━━━━━ Data to process
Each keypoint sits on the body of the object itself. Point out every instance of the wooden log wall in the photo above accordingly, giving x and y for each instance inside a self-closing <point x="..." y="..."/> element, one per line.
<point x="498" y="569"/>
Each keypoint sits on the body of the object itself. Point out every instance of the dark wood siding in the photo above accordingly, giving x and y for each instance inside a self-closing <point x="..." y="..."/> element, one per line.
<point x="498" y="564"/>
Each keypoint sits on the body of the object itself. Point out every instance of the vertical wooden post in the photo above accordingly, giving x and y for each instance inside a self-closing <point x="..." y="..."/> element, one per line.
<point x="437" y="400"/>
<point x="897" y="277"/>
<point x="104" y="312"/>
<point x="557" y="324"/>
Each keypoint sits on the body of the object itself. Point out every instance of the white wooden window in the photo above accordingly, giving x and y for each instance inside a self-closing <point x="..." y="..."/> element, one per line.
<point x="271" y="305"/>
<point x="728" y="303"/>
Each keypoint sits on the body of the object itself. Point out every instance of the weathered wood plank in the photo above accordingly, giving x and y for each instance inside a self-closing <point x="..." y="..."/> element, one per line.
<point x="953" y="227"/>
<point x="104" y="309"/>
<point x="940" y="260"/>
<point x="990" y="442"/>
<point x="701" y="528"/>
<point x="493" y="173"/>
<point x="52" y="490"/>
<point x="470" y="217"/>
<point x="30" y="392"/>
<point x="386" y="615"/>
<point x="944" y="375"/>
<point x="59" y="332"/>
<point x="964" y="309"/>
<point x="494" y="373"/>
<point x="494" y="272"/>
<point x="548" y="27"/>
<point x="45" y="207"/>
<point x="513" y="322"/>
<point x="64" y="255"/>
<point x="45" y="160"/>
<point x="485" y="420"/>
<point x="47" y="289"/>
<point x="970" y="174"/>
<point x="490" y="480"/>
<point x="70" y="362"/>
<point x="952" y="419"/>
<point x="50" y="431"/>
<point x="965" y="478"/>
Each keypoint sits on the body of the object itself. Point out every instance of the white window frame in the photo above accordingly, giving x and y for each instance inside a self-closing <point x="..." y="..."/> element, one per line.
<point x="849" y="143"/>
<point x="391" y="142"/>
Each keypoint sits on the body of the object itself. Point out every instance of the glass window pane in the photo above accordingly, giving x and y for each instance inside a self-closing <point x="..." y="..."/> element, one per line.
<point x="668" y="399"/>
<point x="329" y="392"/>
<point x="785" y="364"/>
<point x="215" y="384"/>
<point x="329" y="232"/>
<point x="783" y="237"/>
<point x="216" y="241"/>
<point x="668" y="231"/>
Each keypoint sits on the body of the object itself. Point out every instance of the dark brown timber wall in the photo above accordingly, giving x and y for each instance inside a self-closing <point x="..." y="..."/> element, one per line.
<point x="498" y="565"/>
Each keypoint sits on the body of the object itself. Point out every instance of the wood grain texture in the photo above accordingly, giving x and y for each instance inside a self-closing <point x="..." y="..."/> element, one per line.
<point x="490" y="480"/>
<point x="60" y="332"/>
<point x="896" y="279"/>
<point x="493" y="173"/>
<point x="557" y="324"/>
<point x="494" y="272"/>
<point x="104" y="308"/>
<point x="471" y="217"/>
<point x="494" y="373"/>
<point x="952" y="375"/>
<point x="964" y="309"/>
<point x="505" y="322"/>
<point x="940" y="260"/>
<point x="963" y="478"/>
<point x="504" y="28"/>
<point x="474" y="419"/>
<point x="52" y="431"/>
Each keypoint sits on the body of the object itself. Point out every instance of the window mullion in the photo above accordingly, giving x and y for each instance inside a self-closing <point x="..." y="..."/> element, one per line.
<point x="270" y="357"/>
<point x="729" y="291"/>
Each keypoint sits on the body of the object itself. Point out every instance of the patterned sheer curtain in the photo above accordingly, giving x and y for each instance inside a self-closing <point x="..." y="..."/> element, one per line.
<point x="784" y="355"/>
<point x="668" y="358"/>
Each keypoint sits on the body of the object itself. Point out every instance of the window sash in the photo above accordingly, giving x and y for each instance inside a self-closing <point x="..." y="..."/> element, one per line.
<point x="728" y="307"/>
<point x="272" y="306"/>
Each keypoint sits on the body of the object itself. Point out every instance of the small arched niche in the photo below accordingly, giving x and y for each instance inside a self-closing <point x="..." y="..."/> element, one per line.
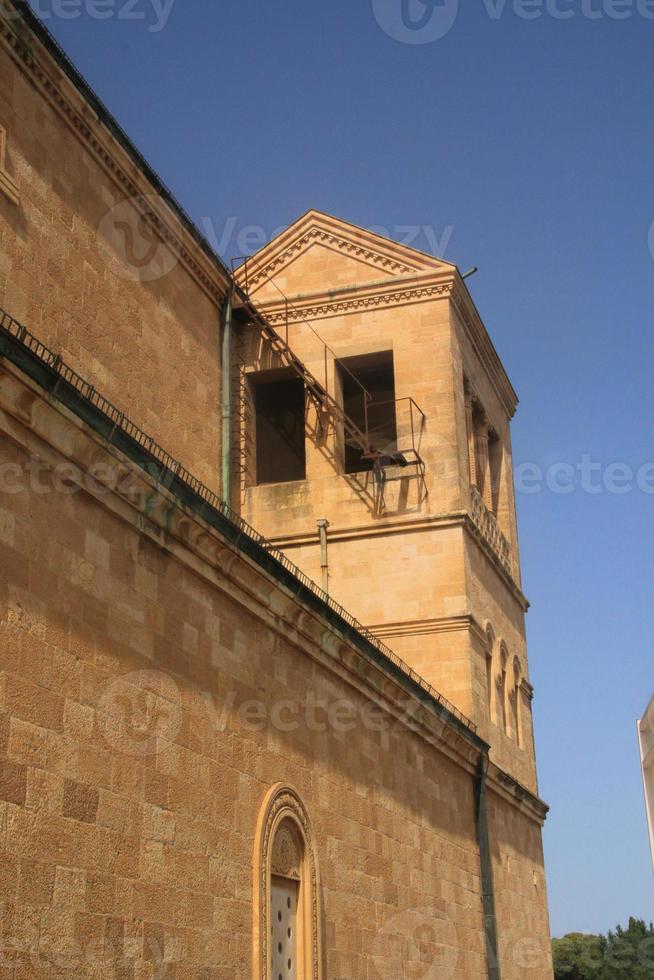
<point x="287" y="933"/>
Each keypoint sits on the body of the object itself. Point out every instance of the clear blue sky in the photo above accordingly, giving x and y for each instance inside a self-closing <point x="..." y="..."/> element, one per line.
<point x="532" y="140"/>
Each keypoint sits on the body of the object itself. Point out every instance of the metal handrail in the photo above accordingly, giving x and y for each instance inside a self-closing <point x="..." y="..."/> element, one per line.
━━━━━━━━━━
Task>
Set the listing down in full and exactly. Pictures within it should not appear in the copy.

Solution to the exercise>
Each keypoint sits on the body of the object itself. Point out every instance of the wooden log wall in the photo above accordingly, giving x and y for each instance inside a self-closing <point x="..." y="..."/> element, one per line.
<point x="498" y="569"/>
Each keypoint sits on the body of the object itself. Point out every instance of the dark wood siding in the photo above accordingly, giving x and y for each instance inside a self-closing <point x="..." y="..."/> element, one per line.
<point x="498" y="564"/>
Each keypoint sits on the body of the object itself. Point out every instance of the vertical wooden post in the photo above accordingly, giving x and y for each instance inside a self-closing <point x="..." y="..."/> element, one per line.
<point x="437" y="400"/>
<point x="897" y="277"/>
<point x="104" y="312"/>
<point x="557" y="324"/>
Each keypoint sits on the body of the object itself. Point out every instance of the white wooden window in the photo above accordingly, giving x and y for each instance inside a self-closing <point x="..." y="..."/> element, one per line.
<point x="271" y="305"/>
<point x="728" y="303"/>
Each keypoint sits on the body of the object itself. Point out every instance of the weathered wood plank in the photo above accordingly, giving x and y for each instance inside a self-closing <point x="..." y="..."/> element, one per line.
<point x="953" y="227"/>
<point x="104" y="309"/>
<point x="940" y="260"/>
<point x="990" y="442"/>
<point x="701" y="528"/>
<point x="493" y="173"/>
<point x="52" y="490"/>
<point x="470" y="217"/>
<point x="30" y="392"/>
<point x="386" y="615"/>
<point x="944" y="375"/>
<point x="59" y="332"/>
<point x="964" y="309"/>
<point x="494" y="373"/>
<point x="494" y="272"/>
<point x="548" y="27"/>
<point x="45" y="207"/>
<point x="513" y="322"/>
<point x="64" y="255"/>
<point x="45" y="160"/>
<point x="485" y="420"/>
<point x="47" y="289"/>
<point x="970" y="174"/>
<point x="490" y="480"/>
<point x="70" y="362"/>
<point x="952" y="419"/>
<point x="50" y="431"/>
<point x="965" y="478"/>
Each keypoint sits on the body of the object itself. Point out every instance of the white window frame in the photo above accordingly, giving x and y for each instance inside a self-closing <point x="..." y="..."/> element, one per line.
<point x="849" y="143"/>
<point x="391" y="142"/>
Each keypoint sits on the body of the object itself. Point out every instance of the glass window pane in the photo above accordingly, giving x and y for each instance inside a self-closing <point x="..." y="..."/> element, one per line.
<point x="668" y="399"/>
<point x="329" y="392"/>
<point x="785" y="364"/>
<point x="215" y="384"/>
<point x="329" y="232"/>
<point x="783" y="237"/>
<point x="216" y="241"/>
<point x="668" y="231"/>
Each keypoint sits on the body of the object itself. Point out every instance of the dark brown timber wall in the photo above accordingly, giving x and y for each instance inside a self-closing <point x="..." y="..."/> element, one per line.
<point x="498" y="565"/>
Each keypoint sits on the body of the object itself. Point out every instance of the wood grain texture in the photo above accordingly, giving x and y for each instance inside a self-closing <point x="..." y="..."/> element, one per line.
<point x="490" y="480"/>
<point x="60" y="332"/>
<point x="896" y="279"/>
<point x="493" y="173"/>
<point x="557" y="324"/>
<point x="494" y="272"/>
<point x="104" y="308"/>
<point x="471" y="217"/>
<point x="494" y="373"/>
<point x="952" y="375"/>
<point x="964" y="309"/>
<point x="505" y="322"/>
<point x="940" y="260"/>
<point x="963" y="478"/>
<point x="504" y="28"/>
<point x="474" y="419"/>
<point x="52" y="431"/>
Each keypoint sits on the body of the object itself. Point out every instance of the window mullion in the photo above accordingly, giving x and y for each instance inside a self-closing <point x="..." y="..."/> element, one per line.
<point x="270" y="357"/>
<point x="729" y="291"/>
Each keypoint sits on the body of the object itself. Point out every instance of the patterned sheer curtain in the photo above accordingly, giving x and y for each instance inside a self-closing <point x="..." y="..."/> element, one per line.
<point x="784" y="355"/>
<point x="668" y="358"/>
Each keypoint sits on the body of the object itself. Point out every instance of the window sash in the photo above accordingly, giving x and y for each instance inside a self-closing <point x="..." y="..."/> element, one per line.
<point x="728" y="307"/>
<point x="272" y="306"/>
Each keypoint sits on the body of the object itself. Point out every instance of the small arched niche in the photo below accordingly, giving x and y for each instance inside a self-closing <point x="..." y="..."/> element, one per line.
<point x="287" y="933"/>
Each keypoint sits on the body of the object itself. Point out every instance of the clear blue sky in the photo above accordingly, giving x and y for each instance inside a self-closing <point x="..." y="..."/> element, one per line.
<point x="532" y="140"/>
Each keypoint sits on the body of the object itself. Point out every instance of the metal handrail in the photo above accordingly, giving x and y for each instance inside a self-closing <point x="..." y="..."/> element, one per line.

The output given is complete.